What this task involves: Reproduce the Johnson v. United States case heading below in full, character for character.

Excerpt provided:
429 F2d 579 Johnson v. United States
429 F.2d 579
70-2 USTC P 9556
In the Matter of Kenneth Edward JOHNSON, Sr., and Essie W.
Johnson, Bankrupts, Steve M. Watkins, Trustee, Appellant,
UNITED STATES of America, Appellee.
United States Court of Appeals, Fifth Circuit.
June 30, 1970.
Steve M. Watkins, pro se.
Truett & Watkins, Tallahassee, Fla., for appellant.
Clinton Ashmore, Asst. U.S. Atty., Tallahassee, Fla., Johnnie M. Walters, Asst. Atty Gen., Lee A. Jackson, George W. Shaffer, Crombie J. D. Garrett, Attys., Tax Division, Dept. of Justice, Washington, D.C., William H. Stafford Jr., U.S. Atty., Tallahassee, Fla., for appellee.
Before JONES, WISDOM and COLEMAN, Circuit Judges.

Stored records:

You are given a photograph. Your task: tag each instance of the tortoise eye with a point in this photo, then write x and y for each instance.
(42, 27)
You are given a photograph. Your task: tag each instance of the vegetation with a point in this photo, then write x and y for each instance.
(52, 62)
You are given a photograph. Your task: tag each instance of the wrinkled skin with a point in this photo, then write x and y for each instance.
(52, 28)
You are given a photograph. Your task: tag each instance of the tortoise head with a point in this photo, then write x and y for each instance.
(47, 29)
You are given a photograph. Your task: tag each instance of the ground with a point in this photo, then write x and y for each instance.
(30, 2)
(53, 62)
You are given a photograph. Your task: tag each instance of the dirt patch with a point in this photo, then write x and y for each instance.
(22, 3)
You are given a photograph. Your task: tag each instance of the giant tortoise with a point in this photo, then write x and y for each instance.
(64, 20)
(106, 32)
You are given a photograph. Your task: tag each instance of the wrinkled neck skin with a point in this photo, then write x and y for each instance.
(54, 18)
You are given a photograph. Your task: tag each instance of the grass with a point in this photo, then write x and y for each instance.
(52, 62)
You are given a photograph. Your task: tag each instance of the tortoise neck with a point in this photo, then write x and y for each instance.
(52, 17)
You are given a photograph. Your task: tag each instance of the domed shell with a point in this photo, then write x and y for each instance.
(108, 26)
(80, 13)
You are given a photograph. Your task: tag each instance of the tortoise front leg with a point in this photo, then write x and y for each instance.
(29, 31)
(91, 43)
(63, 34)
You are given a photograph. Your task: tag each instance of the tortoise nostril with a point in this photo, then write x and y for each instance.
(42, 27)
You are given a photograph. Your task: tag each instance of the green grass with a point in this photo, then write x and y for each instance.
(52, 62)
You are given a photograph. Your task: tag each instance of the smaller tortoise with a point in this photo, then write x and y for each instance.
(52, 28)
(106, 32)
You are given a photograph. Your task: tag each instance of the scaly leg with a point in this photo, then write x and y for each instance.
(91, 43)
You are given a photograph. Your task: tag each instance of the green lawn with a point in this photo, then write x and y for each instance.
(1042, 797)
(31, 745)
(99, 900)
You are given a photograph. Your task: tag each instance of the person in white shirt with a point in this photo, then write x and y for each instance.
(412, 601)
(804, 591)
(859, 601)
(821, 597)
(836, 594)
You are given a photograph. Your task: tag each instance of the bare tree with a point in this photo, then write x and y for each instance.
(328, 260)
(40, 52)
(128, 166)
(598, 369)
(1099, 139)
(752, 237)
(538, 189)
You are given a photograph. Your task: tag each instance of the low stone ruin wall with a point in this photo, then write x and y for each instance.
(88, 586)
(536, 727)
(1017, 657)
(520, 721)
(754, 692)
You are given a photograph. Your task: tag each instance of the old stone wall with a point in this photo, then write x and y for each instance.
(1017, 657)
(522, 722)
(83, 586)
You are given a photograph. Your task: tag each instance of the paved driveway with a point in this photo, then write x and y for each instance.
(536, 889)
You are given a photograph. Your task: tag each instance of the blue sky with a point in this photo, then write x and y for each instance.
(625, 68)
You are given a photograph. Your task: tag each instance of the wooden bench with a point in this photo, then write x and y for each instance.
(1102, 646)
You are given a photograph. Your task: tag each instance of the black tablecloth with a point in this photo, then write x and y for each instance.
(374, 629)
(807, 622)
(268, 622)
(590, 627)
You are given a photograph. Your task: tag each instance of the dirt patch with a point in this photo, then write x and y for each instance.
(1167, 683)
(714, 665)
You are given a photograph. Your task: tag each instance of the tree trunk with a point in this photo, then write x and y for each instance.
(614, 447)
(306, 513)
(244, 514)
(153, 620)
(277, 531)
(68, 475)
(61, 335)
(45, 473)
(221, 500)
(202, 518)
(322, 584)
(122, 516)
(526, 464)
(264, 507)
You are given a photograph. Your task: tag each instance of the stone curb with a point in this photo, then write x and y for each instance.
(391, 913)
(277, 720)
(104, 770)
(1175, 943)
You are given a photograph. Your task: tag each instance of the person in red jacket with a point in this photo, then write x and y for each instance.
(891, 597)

Exercise solution:
429 F2d 579 Johnson v. United States
429 F.2d 579
70-2 USTC P 9556
In the Matter of Kenneth Edward JOHNSON, Sr., and Essie W.
Johnson, Bankrupts, Steve M. Watkins, Trustee, Appellant,
UNITED STATES of America, Appellee.
United States Court of Appeals, Fifth Circuit.
June 30, 1970.
Steve M. Watkins, pro se.
Truett & Watkins, Tallahassee, Fla., for appellant.
Clinton Ashmore, Asst. U.S. Atty., Tallahassee, Fla., Johnnie M. Walters, Asst. Atty Gen., Lee A. Jackson, George W. Shaffer, Crombie J. D. Garrett, Attys., Tax Division, Dept. of Justice, Washington, D.C., William H. Stafford Jr., U.S. Atty., Tallahassee, Fla., for appellee.
Before JONES, WISDOM and COLEMAN, Circuit Judges.